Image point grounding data
---+---

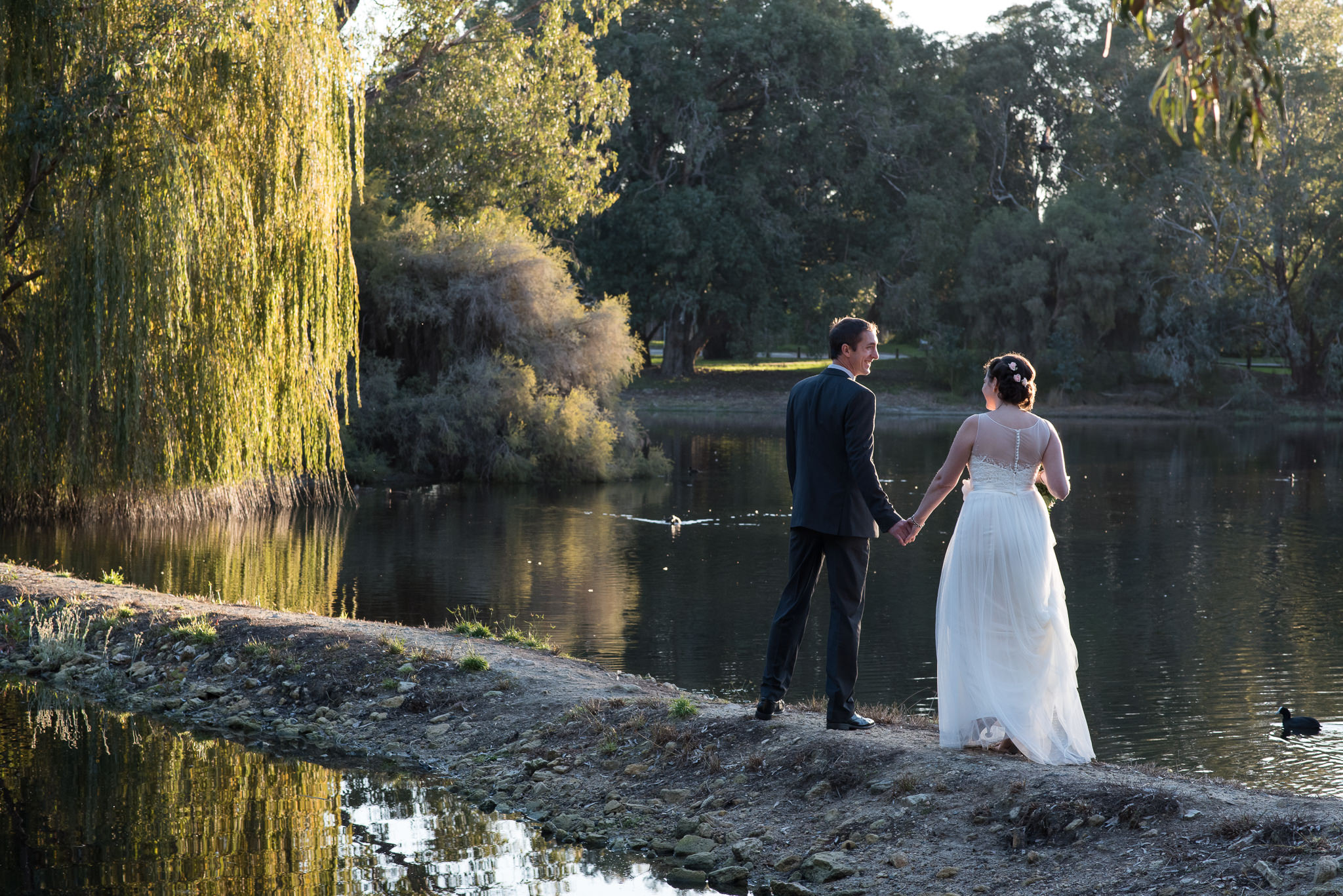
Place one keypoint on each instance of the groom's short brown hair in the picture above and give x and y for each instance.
(848, 331)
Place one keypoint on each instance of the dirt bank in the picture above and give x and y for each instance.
(602, 758)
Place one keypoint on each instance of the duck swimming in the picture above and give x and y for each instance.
(1298, 724)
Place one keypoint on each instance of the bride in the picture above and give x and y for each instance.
(1006, 661)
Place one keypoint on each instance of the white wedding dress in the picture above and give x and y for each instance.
(1006, 660)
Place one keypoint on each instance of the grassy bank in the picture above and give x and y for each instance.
(696, 783)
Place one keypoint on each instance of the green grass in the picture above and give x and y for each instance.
(681, 709)
(195, 629)
(473, 663)
(473, 629)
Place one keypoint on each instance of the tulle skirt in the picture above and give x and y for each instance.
(1006, 660)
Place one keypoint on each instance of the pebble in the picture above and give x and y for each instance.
(824, 868)
(687, 878)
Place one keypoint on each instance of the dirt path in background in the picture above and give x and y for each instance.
(598, 758)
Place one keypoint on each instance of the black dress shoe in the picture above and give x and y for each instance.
(852, 723)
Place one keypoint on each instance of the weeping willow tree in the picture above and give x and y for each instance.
(178, 297)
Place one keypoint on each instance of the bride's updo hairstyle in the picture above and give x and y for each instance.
(1014, 378)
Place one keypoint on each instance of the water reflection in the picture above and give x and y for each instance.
(1201, 564)
(98, 802)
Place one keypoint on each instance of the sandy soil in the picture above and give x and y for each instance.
(601, 759)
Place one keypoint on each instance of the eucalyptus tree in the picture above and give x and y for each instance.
(179, 294)
(769, 153)
(476, 105)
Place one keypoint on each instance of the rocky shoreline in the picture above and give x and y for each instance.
(610, 761)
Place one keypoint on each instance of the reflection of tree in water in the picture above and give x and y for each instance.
(288, 560)
(93, 801)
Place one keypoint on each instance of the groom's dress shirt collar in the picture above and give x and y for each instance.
(843, 370)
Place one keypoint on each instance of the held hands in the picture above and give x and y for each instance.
(906, 532)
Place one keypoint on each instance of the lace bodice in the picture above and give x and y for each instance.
(1005, 458)
(989, 475)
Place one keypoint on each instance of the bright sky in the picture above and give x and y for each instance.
(954, 16)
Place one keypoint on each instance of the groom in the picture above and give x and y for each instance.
(837, 507)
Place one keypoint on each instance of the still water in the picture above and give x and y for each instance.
(101, 804)
(1202, 564)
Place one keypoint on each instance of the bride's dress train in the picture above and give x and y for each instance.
(1006, 660)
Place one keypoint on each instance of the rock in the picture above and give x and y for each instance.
(692, 844)
(685, 878)
(1268, 874)
(748, 849)
(824, 868)
(818, 790)
(730, 876)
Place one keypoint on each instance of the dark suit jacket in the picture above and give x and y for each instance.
(830, 471)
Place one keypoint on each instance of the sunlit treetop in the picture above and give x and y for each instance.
(1220, 81)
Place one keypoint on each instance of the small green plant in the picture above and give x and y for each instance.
(473, 629)
(681, 709)
(195, 629)
(257, 649)
(58, 637)
(473, 663)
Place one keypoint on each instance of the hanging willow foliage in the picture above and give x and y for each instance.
(179, 297)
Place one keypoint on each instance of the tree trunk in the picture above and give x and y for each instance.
(683, 339)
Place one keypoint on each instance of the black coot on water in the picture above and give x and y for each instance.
(1298, 724)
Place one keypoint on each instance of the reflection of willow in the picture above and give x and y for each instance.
(97, 802)
(287, 560)
(159, 809)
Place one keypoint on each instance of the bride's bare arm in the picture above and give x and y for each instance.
(950, 473)
(1054, 476)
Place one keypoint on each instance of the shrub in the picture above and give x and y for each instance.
(483, 362)
(681, 709)
(473, 663)
(58, 637)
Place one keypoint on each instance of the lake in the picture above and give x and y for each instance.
(1202, 564)
(115, 805)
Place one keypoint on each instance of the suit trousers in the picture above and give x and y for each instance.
(847, 560)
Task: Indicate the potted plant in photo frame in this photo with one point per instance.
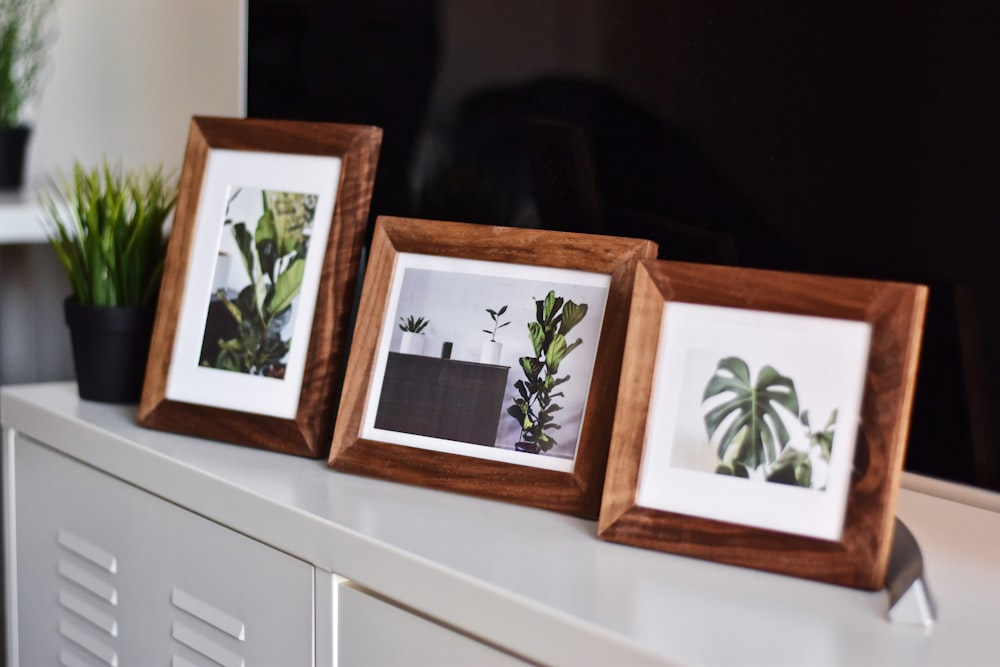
(491, 349)
(534, 406)
(24, 43)
(412, 341)
(107, 227)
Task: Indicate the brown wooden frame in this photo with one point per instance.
(895, 312)
(308, 434)
(578, 492)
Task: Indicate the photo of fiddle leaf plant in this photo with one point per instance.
(534, 406)
(249, 327)
(747, 420)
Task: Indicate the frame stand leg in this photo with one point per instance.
(910, 599)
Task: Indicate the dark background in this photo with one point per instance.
(844, 138)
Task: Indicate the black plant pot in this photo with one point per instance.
(110, 347)
(13, 149)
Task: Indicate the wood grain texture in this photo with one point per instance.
(308, 434)
(577, 493)
(896, 314)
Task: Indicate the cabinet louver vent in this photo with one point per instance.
(87, 599)
(204, 638)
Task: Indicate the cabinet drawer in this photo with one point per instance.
(109, 574)
(372, 632)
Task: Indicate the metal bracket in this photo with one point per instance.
(910, 599)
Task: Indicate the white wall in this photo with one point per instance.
(126, 76)
(124, 79)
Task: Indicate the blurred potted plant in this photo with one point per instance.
(412, 341)
(491, 349)
(107, 226)
(23, 46)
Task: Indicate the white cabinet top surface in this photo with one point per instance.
(538, 580)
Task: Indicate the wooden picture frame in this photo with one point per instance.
(462, 278)
(658, 497)
(268, 229)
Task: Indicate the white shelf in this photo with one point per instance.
(536, 582)
(20, 220)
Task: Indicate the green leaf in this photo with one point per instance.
(572, 315)
(287, 287)
(536, 333)
(752, 423)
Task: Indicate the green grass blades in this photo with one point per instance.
(107, 227)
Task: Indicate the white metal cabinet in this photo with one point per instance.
(110, 574)
(373, 632)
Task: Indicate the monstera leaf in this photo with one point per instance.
(748, 416)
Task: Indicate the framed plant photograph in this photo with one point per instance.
(484, 358)
(765, 419)
(251, 325)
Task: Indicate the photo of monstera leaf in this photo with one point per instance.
(752, 430)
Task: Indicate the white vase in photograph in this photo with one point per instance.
(411, 343)
(490, 352)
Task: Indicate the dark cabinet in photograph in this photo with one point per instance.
(442, 398)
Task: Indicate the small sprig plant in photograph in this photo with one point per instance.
(107, 225)
(497, 324)
(413, 324)
(534, 406)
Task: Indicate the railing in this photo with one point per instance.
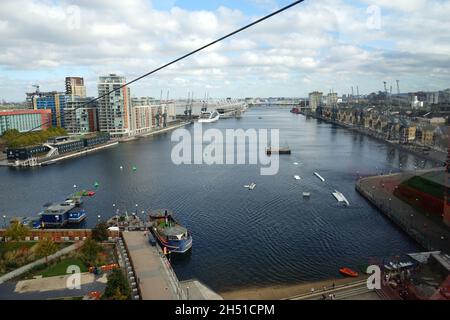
(173, 279)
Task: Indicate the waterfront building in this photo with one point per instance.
(142, 101)
(75, 87)
(81, 117)
(332, 99)
(315, 100)
(25, 120)
(114, 110)
(54, 101)
(144, 118)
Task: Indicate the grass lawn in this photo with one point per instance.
(60, 268)
(11, 246)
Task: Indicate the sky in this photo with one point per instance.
(317, 45)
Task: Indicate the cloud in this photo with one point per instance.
(314, 45)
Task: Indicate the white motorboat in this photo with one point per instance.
(319, 176)
(208, 116)
(340, 197)
(250, 186)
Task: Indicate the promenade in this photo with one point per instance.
(379, 190)
(154, 278)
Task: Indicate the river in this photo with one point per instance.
(270, 235)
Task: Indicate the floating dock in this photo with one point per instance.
(284, 150)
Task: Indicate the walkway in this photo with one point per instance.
(380, 191)
(151, 270)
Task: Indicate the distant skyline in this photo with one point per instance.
(318, 45)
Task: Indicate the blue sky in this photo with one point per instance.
(317, 45)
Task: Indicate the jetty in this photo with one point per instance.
(152, 272)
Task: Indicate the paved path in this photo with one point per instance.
(151, 272)
(380, 191)
(53, 289)
(352, 291)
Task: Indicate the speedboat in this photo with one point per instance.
(170, 233)
(208, 116)
(250, 186)
(76, 216)
(340, 197)
(348, 272)
(319, 176)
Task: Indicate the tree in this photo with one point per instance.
(100, 233)
(89, 251)
(117, 287)
(16, 231)
(45, 248)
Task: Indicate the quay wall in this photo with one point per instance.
(60, 235)
(425, 230)
(376, 137)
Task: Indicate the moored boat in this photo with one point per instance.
(207, 116)
(348, 272)
(170, 233)
(76, 216)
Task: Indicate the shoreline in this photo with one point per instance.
(288, 291)
(437, 161)
(46, 162)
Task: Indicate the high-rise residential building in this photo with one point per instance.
(75, 87)
(315, 100)
(142, 101)
(114, 109)
(25, 120)
(80, 116)
(332, 99)
(54, 101)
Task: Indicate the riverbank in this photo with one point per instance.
(420, 226)
(288, 291)
(77, 154)
(155, 132)
(438, 157)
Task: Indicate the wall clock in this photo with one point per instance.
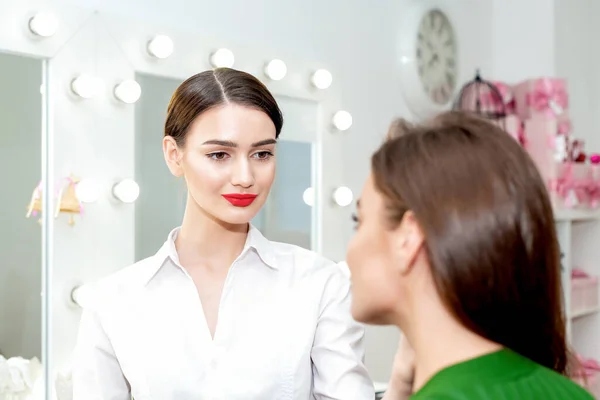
(428, 60)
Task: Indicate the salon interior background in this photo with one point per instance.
(507, 39)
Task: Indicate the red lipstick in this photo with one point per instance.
(240, 199)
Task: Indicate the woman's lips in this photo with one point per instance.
(239, 199)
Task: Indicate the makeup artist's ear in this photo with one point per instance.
(172, 155)
(408, 239)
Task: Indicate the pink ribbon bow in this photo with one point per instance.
(547, 94)
(566, 184)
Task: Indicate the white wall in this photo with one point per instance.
(577, 59)
(355, 37)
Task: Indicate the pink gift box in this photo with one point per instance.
(584, 294)
(570, 188)
(541, 96)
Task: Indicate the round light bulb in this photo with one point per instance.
(126, 190)
(222, 58)
(44, 24)
(276, 70)
(86, 86)
(322, 79)
(128, 91)
(87, 191)
(309, 196)
(161, 46)
(342, 120)
(343, 196)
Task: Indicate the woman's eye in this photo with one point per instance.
(263, 155)
(218, 156)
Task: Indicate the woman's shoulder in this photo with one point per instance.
(112, 288)
(305, 260)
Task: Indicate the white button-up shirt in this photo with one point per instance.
(284, 331)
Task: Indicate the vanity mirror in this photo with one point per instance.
(111, 83)
(21, 78)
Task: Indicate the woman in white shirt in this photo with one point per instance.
(220, 312)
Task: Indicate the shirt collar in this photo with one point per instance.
(255, 241)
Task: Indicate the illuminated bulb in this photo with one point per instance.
(126, 190)
(309, 197)
(342, 196)
(222, 58)
(161, 46)
(87, 191)
(276, 70)
(342, 120)
(128, 91)
(86, 86)
(43, 24)
(321, 79)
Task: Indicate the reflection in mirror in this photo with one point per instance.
(20, 237)
(287, 215)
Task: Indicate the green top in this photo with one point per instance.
(502, 375)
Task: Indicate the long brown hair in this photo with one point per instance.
(488, 225)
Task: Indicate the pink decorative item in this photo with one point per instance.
(594, 181)
(584, 294)
(541, 96)
(569, 188)
(588, 375)
(490, 101)
(513, 126)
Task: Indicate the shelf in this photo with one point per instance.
(584, 312)
(566, 215)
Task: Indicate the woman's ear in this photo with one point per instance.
(173, 155)
(408, 239)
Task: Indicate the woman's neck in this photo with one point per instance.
(440, 341)
(205, 240)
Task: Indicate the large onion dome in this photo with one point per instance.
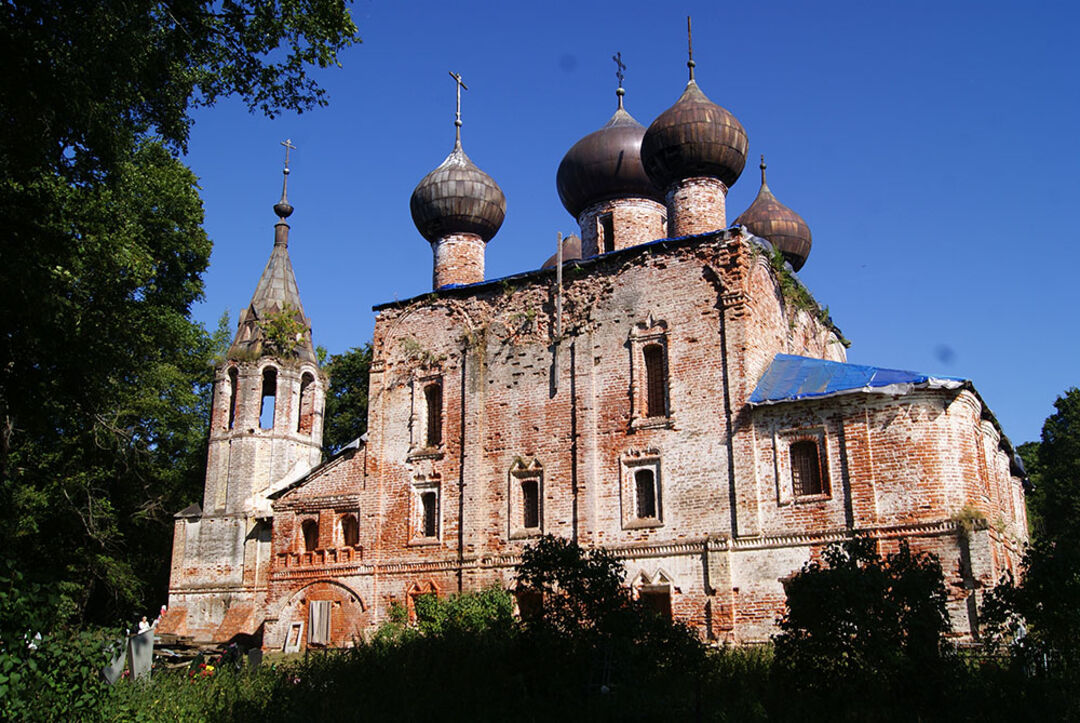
(458, 198)
(694, 137)
(606, 164)
(782, 227)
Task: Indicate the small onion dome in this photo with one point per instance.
(782, 227)
(571, 251)
(606, 164)
(694, 137)
(458, 198)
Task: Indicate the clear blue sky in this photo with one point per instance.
(932, 147)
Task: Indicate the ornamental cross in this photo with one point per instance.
(689, 44)
(620, 67)
(457, 115)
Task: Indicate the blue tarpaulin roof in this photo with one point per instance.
(791, 378)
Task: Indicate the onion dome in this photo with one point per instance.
(571, 251)
(779, 225)
(606, 164)
(458, 198)
(694, 137)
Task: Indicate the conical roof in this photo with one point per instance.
(458, 198)
(694, 137)
(277, 299)
(782, 227)
(606, 164)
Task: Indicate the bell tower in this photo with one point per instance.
(266, 430)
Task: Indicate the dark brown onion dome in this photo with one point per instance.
(694, 137)
(779, 225)
(571, 251)
(606, 164)
(458, 198)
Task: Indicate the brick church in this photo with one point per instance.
(664, 387)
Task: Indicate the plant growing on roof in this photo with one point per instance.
(283, 331)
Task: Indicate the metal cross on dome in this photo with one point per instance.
(288, 146)
(457, 115)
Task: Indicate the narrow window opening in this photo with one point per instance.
(806, 469)
(607, 232)
(529, 604)
(530, 504)
(307, 404)
(233, 383)
(267, 406)
(646, 489)
(433, 397)
(429, 508)
(656, 383)
(319, 621)
(350, 531)
(310, 530)
(657, 599)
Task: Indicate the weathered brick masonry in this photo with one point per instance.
(629, 406)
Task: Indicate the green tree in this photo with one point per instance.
(861, 625)
(104, 378)
(347, 398)
(1045, 599)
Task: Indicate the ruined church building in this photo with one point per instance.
(669, 392)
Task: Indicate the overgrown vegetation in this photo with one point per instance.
(104, 377)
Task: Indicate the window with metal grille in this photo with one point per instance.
(310, 530)
(233, 383)
(656, 382)
(645, 481)
(267, 406)
(806, 469)
(433, 397)
(429, 509)
(607, 232)
(530, 504)
(307, 404)
(658, 599)
(350, 531)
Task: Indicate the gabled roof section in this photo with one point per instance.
(791, 378)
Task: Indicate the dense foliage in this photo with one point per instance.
(346, 398)
(859, 621)
(1040, 616)
(103, 375)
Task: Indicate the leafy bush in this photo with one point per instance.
(865, 627)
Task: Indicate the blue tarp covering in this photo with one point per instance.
(791, 377)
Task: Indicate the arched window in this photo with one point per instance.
(429, 514)
(806, 469)
(307, 404)
(530, 503)
(267, 406)
(433, 398)
(310, 530)
(350, 531)
(645, 482)
(233, 384)
(656, 382)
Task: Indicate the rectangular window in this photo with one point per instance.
(429, 511)
(606, 229)
(530, 504)
(269, 398)
(433, 400)
(806, 469)
(657, 599)
(319, 621)
(656, 382)
(645, 482)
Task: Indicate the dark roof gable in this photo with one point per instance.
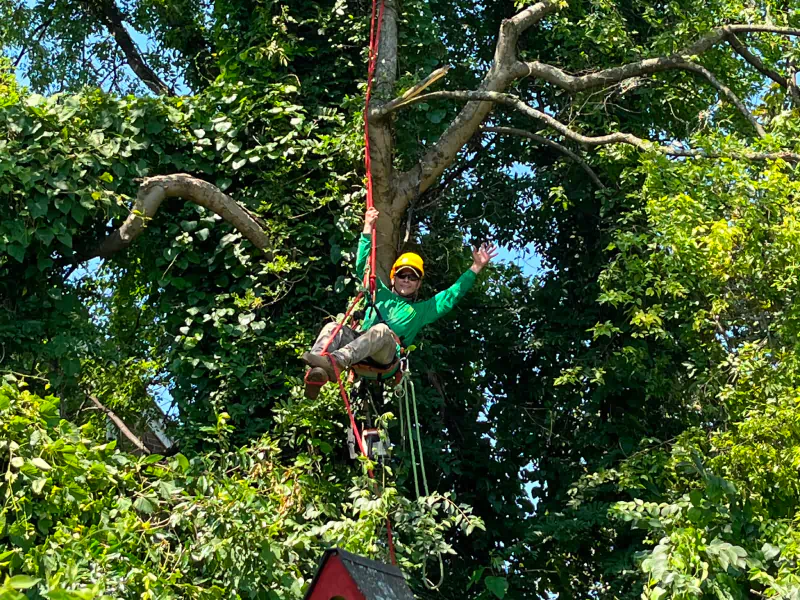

---+---

Each line from the one holding "Task: Indicate the plant" through the last line of the records above must be duplicated exactly, and pictures must not be.

Task: Indicate the plant growing on roof in this photo with one point per instance.
(283, 331)
Task: Indicate the metal cross on dome in this photo with one point per instance.
(288, 146)
(457, 115)
Task: Indicate the narrow window opening in this photo with one point per instance.
(806, 469)
(607, 232)
(529, 604)
(530, 504)
(307, 404)
(233, 383)
(267, 406)
(646, 489)
(433, 397)
(429, 508)
(656, 383)
(319, 621)
(350, 531)
(310, 530)
(657, 599)
Task: Indicate the weathered brick masonry in this photo with one point per instance.
(629, 406)
Task: Indicate the green tree in this photo with one point per instance.
(861, 625)
(104, 378)
(347, 398)
(1045, 599)
Task: Indicate the ruined church building in this photo with one point per instance.
(669, 392)
Task: Indicate the overgrown vegetation in this photo with one point per instance.
(104, 377)
Task: Indicate the window with metal grille in this photo with one point per instance.
(310, 530)
(233, 383)
(656, 382)
(645, 481)
(267, 406)
(806, 469)
(433, 397)
(429, 509)
(607, 232)
(530, 504)
(307, 404)
(658, 599)
(350, 531)
Task: Indicate the gabled roof section in this photo with one point per instance.
(791, 378)
Task: Indicate the dense foliage in this photo with one point per instance.
(346, 398)
(859, 621)
(1040, 616)
(103, 375)
Task: Indicate the leafy bush in this photo with one point per instance.
(865, 627)
Task: Indicate the blue tarp covering in this photo with one point per instance.
(791, 377)
Task: Indicate the arched window in this photo with one point per instance.
(429, 514)
(806, 469)
(307, 404)
(530, 503)
(267, 406)
(433, 398)
(310, 530)
(350, 531)
(645, 482)
(233, 384)
(656, 382)
Task: Indicate the rectangular window in this photo with one point per instance.
(429, 511)
(606, 229)
(530, 504)
(269, 398)
(433, 400)
(806, 469)
(657, 599)
(319, 621)
(656, 382)
(645, 482)
Task: Indicate the dark roof gable in this photo with one point per instance.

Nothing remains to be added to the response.